## DATA PROVIDED:
▶
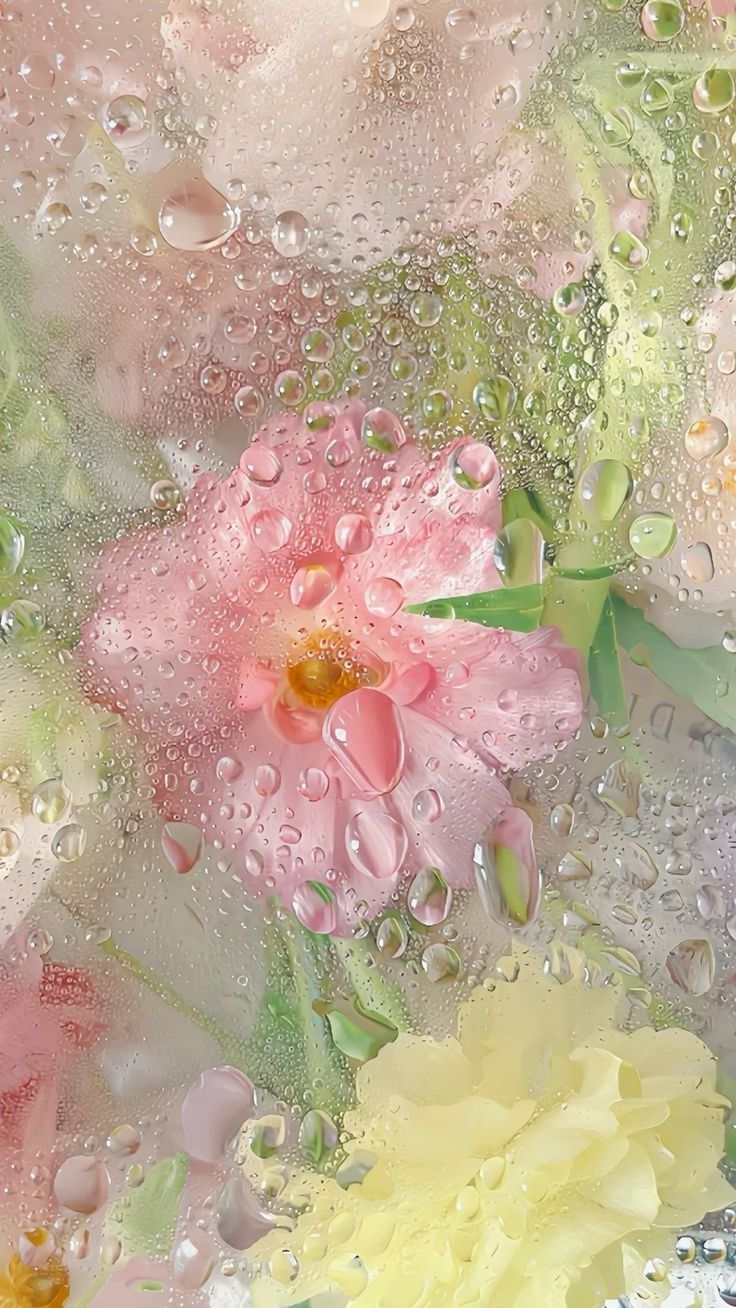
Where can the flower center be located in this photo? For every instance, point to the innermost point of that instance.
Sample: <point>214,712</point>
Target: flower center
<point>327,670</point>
◀
▶
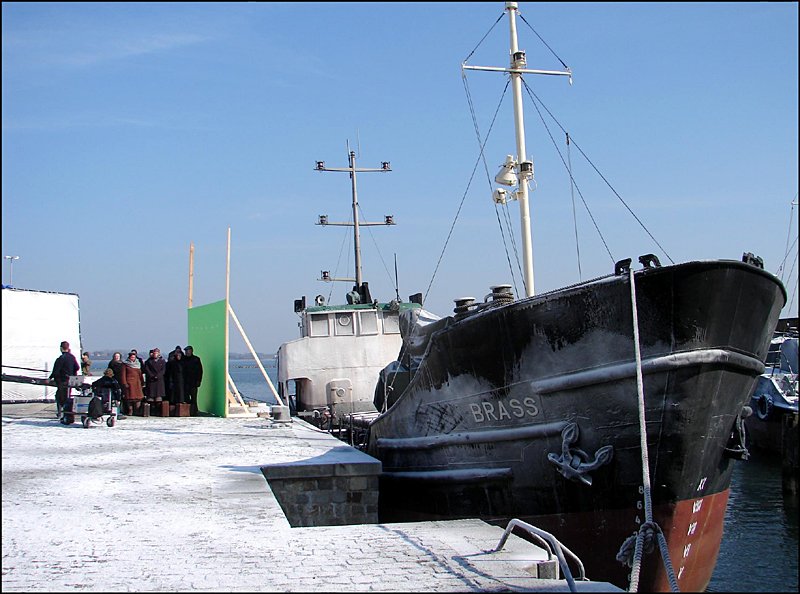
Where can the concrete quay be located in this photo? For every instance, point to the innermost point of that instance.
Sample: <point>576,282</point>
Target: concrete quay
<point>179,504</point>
◀
▶
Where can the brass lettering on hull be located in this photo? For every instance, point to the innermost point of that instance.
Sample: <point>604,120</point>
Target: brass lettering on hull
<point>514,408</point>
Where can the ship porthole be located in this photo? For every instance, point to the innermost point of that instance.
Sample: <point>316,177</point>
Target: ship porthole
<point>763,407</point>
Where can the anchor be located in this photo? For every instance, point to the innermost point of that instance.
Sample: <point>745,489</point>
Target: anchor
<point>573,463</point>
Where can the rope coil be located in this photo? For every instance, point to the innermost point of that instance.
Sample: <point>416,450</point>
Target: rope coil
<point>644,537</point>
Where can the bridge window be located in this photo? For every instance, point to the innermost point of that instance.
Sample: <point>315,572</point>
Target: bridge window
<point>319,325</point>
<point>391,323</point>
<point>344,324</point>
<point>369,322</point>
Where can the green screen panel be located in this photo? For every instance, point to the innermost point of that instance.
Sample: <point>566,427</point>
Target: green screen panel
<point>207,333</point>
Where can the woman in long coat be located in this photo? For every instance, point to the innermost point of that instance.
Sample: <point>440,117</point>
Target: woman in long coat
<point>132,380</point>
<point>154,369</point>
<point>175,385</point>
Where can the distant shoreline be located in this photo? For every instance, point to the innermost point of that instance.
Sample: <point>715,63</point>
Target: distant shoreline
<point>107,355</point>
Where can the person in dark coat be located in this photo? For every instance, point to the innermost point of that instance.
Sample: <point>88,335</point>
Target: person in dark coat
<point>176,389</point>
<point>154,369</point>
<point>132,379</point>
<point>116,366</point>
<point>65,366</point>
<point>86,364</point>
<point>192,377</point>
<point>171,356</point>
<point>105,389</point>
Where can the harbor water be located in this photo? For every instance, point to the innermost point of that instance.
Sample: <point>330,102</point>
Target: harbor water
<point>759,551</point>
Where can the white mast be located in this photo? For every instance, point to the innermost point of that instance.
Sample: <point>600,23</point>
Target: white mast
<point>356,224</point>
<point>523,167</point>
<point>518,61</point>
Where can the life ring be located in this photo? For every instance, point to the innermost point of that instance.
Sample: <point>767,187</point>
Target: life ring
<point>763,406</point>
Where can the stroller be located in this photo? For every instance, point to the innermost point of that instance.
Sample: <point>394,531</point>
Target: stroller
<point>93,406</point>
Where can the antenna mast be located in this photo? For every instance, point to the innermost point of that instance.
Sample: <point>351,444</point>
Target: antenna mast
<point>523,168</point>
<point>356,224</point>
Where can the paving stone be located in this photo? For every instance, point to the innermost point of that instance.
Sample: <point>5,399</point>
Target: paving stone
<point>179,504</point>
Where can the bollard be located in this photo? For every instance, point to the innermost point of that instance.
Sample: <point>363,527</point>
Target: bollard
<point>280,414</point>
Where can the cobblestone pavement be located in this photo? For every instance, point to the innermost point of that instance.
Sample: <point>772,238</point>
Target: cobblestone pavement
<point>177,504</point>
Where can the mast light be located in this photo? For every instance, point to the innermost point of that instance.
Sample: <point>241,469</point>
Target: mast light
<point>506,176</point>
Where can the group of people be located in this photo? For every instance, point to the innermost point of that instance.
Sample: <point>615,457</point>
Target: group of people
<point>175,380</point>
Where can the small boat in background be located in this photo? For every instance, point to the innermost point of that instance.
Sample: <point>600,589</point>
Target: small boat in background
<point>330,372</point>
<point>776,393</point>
◀
## PROMPT:
Reproduce everything in the data above, word for word, from the line containing "Where can the green" down to the line containing "<point>175,385</point>", with both of those lines included.

## WRITTEN ANSWER:
Where can the green screen panel be located in this photo? For every instance, point to the innermost point of that instance.
Sample: <point>566,427</point>
Target: green screen panel
<point>207,333</point>
Where can the woman in long coat be located in this photo? For every instance, point to the innermost point of that instance.
Sample: <point>440,117</point>
Target: woman in long coat
<point>132,380</point>
<point>154,369</point>
<point>175,385</point>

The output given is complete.